Exercise task. Copy out each line in the records below that contains the word "cleat". Case counts.

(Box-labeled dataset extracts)
========
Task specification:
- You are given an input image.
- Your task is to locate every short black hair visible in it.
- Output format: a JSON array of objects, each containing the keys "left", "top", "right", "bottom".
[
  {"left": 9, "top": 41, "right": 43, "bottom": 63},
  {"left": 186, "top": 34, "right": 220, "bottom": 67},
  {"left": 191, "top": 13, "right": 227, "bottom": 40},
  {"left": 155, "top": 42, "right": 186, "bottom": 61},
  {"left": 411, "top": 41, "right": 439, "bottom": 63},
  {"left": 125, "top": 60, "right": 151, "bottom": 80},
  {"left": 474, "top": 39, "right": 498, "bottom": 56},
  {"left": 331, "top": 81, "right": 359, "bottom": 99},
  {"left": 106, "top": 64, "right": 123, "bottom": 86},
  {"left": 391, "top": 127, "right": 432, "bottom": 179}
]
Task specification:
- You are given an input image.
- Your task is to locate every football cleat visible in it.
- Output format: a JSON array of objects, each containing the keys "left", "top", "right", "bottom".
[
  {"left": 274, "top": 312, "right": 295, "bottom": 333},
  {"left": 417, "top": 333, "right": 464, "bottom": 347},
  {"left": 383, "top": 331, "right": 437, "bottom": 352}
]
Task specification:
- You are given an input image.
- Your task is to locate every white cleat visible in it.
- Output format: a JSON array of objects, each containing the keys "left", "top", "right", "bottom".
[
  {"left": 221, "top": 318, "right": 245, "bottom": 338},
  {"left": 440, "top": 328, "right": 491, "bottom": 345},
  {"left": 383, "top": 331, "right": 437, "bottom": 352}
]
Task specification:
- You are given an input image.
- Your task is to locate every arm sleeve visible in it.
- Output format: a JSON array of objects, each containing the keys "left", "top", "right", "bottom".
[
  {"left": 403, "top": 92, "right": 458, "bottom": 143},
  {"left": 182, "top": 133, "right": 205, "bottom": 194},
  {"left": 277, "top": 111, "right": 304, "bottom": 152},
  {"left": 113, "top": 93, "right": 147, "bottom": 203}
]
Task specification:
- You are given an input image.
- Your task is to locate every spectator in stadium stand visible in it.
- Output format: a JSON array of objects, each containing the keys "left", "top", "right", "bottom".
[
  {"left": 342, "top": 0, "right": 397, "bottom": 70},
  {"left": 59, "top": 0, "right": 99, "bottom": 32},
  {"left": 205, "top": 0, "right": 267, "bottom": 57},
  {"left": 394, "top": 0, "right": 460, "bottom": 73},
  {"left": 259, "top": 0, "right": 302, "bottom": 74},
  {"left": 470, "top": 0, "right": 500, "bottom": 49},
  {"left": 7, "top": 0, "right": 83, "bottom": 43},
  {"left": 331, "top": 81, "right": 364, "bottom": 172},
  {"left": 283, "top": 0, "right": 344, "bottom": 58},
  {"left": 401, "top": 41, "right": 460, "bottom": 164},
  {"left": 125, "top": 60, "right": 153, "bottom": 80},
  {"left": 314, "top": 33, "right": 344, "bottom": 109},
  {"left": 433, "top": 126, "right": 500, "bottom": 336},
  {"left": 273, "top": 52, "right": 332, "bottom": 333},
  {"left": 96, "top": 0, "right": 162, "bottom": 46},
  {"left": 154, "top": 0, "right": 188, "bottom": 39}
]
========
Result.
- Your task is to locate every football cleat visible in it.
- Your task is to locate every white cleat visible in it.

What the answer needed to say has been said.